Goal:
The exercise asks for every line of the data to be reproduced exactly.

[Dataset excerpt]
________________________________________

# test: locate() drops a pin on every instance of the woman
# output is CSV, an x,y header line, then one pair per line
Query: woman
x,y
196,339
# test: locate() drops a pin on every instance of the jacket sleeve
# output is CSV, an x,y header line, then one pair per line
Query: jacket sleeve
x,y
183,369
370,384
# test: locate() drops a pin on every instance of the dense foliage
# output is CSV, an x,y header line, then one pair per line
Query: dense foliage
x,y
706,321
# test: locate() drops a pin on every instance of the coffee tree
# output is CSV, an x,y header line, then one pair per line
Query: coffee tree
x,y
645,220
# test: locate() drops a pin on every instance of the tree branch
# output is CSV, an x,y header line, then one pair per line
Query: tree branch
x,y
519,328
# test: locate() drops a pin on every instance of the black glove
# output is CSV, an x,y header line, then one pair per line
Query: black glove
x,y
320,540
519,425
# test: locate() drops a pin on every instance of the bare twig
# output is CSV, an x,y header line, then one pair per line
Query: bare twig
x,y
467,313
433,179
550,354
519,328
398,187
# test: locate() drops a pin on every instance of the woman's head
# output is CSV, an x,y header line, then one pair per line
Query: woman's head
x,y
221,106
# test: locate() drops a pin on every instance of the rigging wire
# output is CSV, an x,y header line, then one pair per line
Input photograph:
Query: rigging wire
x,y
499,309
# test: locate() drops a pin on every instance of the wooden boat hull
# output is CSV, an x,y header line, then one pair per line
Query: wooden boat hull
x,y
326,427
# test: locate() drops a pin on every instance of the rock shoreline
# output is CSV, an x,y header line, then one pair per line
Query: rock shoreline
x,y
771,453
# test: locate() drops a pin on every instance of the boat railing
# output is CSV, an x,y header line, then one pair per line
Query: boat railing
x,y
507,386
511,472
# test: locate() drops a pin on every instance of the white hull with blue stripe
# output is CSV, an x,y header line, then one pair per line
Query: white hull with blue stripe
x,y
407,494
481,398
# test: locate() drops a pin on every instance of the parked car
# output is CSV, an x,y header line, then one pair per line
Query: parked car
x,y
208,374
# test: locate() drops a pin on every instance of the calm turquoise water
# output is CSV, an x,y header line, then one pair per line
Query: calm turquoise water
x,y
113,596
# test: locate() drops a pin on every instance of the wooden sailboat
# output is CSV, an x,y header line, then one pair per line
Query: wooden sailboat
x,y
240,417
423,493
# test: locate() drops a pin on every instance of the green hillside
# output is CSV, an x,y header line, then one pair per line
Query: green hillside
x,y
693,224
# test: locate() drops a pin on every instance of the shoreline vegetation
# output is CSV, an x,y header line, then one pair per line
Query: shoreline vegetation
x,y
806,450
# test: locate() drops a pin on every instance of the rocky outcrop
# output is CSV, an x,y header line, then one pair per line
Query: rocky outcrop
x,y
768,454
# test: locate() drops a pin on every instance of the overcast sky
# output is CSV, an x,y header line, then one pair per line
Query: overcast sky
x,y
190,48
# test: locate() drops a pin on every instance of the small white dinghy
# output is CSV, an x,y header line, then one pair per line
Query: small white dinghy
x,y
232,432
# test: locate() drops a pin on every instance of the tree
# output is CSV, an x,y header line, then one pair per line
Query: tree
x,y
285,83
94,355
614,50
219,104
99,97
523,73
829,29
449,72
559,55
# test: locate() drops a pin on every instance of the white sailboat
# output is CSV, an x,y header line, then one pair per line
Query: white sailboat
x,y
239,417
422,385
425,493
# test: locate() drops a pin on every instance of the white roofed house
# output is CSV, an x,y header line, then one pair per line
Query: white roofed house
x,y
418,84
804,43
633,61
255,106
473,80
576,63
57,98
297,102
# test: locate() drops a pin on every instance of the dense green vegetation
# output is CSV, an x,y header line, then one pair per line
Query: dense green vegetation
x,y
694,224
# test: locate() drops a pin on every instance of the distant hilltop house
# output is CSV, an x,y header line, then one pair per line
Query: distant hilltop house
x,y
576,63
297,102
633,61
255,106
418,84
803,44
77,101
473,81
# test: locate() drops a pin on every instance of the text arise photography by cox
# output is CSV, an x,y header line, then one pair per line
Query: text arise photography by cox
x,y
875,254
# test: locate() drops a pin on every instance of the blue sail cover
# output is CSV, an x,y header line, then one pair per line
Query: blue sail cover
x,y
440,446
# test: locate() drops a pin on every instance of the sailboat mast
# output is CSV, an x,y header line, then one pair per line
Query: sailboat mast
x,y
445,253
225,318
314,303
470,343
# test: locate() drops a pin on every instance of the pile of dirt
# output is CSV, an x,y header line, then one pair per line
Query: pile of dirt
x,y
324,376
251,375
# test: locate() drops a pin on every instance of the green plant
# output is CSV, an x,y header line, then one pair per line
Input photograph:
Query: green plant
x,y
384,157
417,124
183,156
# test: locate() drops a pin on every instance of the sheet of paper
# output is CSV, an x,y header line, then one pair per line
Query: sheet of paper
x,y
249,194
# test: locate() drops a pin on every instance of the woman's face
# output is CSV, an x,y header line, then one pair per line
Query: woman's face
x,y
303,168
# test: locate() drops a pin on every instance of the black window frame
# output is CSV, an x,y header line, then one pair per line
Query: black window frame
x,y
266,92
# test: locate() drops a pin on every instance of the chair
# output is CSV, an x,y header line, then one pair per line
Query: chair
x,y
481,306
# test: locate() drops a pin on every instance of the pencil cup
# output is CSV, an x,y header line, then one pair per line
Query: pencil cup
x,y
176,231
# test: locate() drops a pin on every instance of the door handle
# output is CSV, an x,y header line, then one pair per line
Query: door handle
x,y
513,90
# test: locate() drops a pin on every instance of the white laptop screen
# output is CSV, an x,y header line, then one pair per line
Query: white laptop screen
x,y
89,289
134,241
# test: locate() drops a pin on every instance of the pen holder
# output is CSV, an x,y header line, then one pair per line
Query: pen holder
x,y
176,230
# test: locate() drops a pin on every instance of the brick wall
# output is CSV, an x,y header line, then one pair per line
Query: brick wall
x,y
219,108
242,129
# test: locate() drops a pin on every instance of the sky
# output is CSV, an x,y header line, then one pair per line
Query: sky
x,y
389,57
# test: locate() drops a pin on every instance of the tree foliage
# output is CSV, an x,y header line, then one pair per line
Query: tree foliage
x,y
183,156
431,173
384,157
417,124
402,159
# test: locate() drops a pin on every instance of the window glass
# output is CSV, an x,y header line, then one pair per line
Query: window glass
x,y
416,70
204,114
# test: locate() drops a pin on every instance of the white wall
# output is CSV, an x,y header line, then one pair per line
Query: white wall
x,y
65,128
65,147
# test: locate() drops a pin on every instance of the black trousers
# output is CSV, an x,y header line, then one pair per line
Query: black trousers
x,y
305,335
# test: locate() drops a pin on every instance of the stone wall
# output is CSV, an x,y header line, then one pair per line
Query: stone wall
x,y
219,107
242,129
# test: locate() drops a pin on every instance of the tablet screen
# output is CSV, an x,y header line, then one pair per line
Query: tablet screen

________________________________________

Written answer:
# test: locate() drops a pin on every instance of the woman
# output is CSV, an x,y header line, then one pair per line
Query: woman
x,y
196,339
# test: locate() drops a pin on every instance of the jacket sleeve
# output is CSV, an x,y header line, then one pair per line
Query: jacket sleeve
x,y
183,369
370,384
# test: locate() drops a pin on every instance of the dense foliage
# output is CSV, an x,y header line, then one pair per line
Query: dense foliage
x,y
706,321
# test: locate() drops a pin on every instance of the coffee tree
# output is CSV, an x,y header line, then one pair per line
Query: coffee tree
x,y
645,220
# test: locate() drops a pin on every instance of the tree branch
# output is CSV, an x,y header line, then one pair per line
Query: tree branch
x,y
519,328
# test: locate() drops a pin on every instance of the black glove
# output is CSV, an x,y header line, then one pair per line
Query: black glove
x,y
320,540
519,425
# test: locate() drops a pin on every instance of the bare twig
# output is CSV, an x,y header line, then one pair per line
Query: bare twig
x,y
467,313
433,179
550,354
519,328
398,187
# test: locate() drops a pin on every instance of the woman's head
# output is CSV, an x,y header line, then one pair per line
Query: woman's head
x,y
221,106
# test: locate() drops a pin on every instance of the rigging wire
# output is CSV, an x,y header line, then one pair per line
Input photograph:
Query: rigging wire
x,y
499,309
# test: locate() drops a pin on every instance of the wooden boat hull
# output is CSV, an x,y header line, then one pair per line
Query: wooden boat hull
x,y
326,427
# test: locate() drops a pin on every instance of the rock shoreline
# output is CSV, an x,y header line, then one pair per line
Query: rock shoreline
x,y
771,453
# test: locate() drops a pin on every instance of the boat railing
# output is CSV, an x,y header line, then one pair per line
Query: boat railing
x,y
507,386
511,472
# test: locate() drops a pin on every instance of the white hull with blue stripe
# output is CSV, an x,y header line, then one pair per line
Query: white hull with blue stripe
x,y
407,494
481,398
# test: locate() drops a pin on every instance of the parked car
# output is CSV, an x,y header line, then one pair per line
Query: parked car
x,y
208,374
# test: locate() drops a pin on every instance of the calm turquoise water
# output is CSV, an x,y header line, then one pair per line
Query: calm turquoise water
x,y
113,596
# test: locate() drops a pin on every instance of the wooden sailboat
# output is CSV, an x,y header line, then one pair per line
Query: wooden sailboat
x,y
240,417
423,493
# test: locate() drops a pin on every instance of the green hillside
# output is CSV, an x,y header line, then one pair per line
Query: green hillside
x,y
693,224
# test: locate() drops a pin on every instance of the shoreline vegetation
# output is CSV, an x,y header line, then one pair per line
Query: shoreline vegetation
x,y
806,450
# test: locate() drops a pin on every instance of the rocky outcrop
# output is CSV, an x,y header line, then one pair per line
Query: rocky outcrop
x,y
768,454
# test: locate() drops a pin on every instance of the overcast sky
# output is CSV, an x,y header line, then one pair per line
Query: overcast sky
x,y
190,48
# test: locate() drops a pin on every instance of the small white dinghy
# output is CSV, an x,y header line, then one pair per line
Query: small white dinghy
x,y
232,432
# test: locate() drops a pin on every instance of the tree
# output is CSV, an x,y header line, then one pair per line
Query: tree
x,y
285,83
94,355
614,50
219,104
99,97
523,73
829,29
449,72
559,55
# test: locate() drops a pin on every instance of the white sailboat
# output is CSV, an x,y header line, then one pair per line
Query: white sailboat
x,y
239,417
422,385
425,493
# test: locate() drops a pin on every instance of the white roofed house
# output is CSV, an x,y header line, then one pair per line
Query: white roofed house
x,y
418,84
804,43
633,61
255,106
473,80
576,63
57,98
297,102
# test: locate() drops a pin on every instance of the dense green vegetation
# output is CSV, an x,y header line, then one pair per line
Query: dense green vegetation
x,y
694,224
# test: locate() drops a pin on every instance of the distant hilltop house
# output is CSV, an x,y header line, then one pair per line
Query: distant hilltop house
x,y
576,63
297,102
633,61
255,106
418,84
803,44
77,101
473,81
# test: locate() drops a pin on every instance of the text arise photography by cox
# output is CSV, an x,y header line, then one pair per line
Query: text arise photography by cox
x,y
875,254
# test: locate() drops a pin on every instance of the blue sail cover
# output is CSV, an x,y header line, then one pair per line
Query: blue sail cover
x,y
440,446
# test: locate() drops a pin on every instance of the sailboat mast
# output is CSV, an x,y header line, then one pair per line
Query: sailboat mast
x,y
445,253
225,318
314,303
470,343
# test: locate() drops a pin on every instance of the pile of dirt
# output is CSV, an x,y header line, then one pair per line
Query: pile of dirt
x,y
324,376
251,375
# test: locate() drops a pin on every instance of the green plant
# output is CSV, an x,y header line, then one pair per line
Input photograph:
Query: green plant
x,y
384,157
417,124
183,156
# test: locate() drops a pin on every instance of the sheet of paper
# output is CSV, an x,y header line, then one pair per line
Query: sheet of paper
x,y
249,194
# test: locate() drops a pin on every instance of the woman's face
# output is CSV, an x,y header line, then one pair per line
Query: woman's face
x,y
303,168
# test: locate() drops a pin on every instance of the black window frame
# output is CSV, an x,y header line, then one pair per line
Query: black window frame
x,y
266,92
# test: locate() drops a pin on every instance of the chair
# output is CSV, an x,y header line, then one pair per line
Query: chair
x,y
481,306
# test: locate() drops a pin on every instance of the pencil cup
# output is CSV, an x,y header line, then one pair per line
Query: pencil cup
x,y
176,231
# test: locate() drops a pin on every instance of the door handle
# output is CSV, an x,y header line, then one pair per line
Query: door handle
x,y
513,90
# test: locate() drops a pin on every instance of the white laptop screen
# output is CSV, an x,y header line, then one pair per line
Query: white laptop screen
x,y
89,289
134,241
# test: locate() drops a pin on every instance of the pen holder
# output is CSV, an x,y header line, then one pair per line
Query: pen holder
x,y
176,230
# test: locate() drops a pin on every instance of the brick wall
# output is CSV, an x,y header line, then one pair per line
Query: brick wall
x,y
219,108
242,129
# test: locate() drops a pin on every instance of the sky
# output is CSV, an x,y header line, then one pair per line
Query: sky
x,y
389,57
# test: locate() drops a pin on every instance of the tree foliage
# output is CSV, an x,y header line, then one pair per line
Query: tree foliage
x,y
183,156
431,173
384,157
417,124
402,159
# test: locate() drops a pin on every instance of the window glass
# output is CSV, an x,y header line, then one pair per line
Query: window glass
x,y
416,70
204,114
# test: locate() drops a pin on every instance of the white wall
# output is CSV, an x,y header line, then one pair per line
Query: white wall
x,y
65,128
65,147
# test: locate() drops a pin on every instance of the black trousers
# output is CSV, an x,y header line, then one pair per line
Query: black trousers
x,y
305,335
# test: locate() drops a pin on every instance of the stone wall
# output is CSV, an x,y header line, then one pair per line
Query: stone wall
x,y
219,107
242,129
# test: locate() drops a pin on every instance of the tablet screen
# output is CSV, an x,y header line, then one pair per line
Query: tablet screen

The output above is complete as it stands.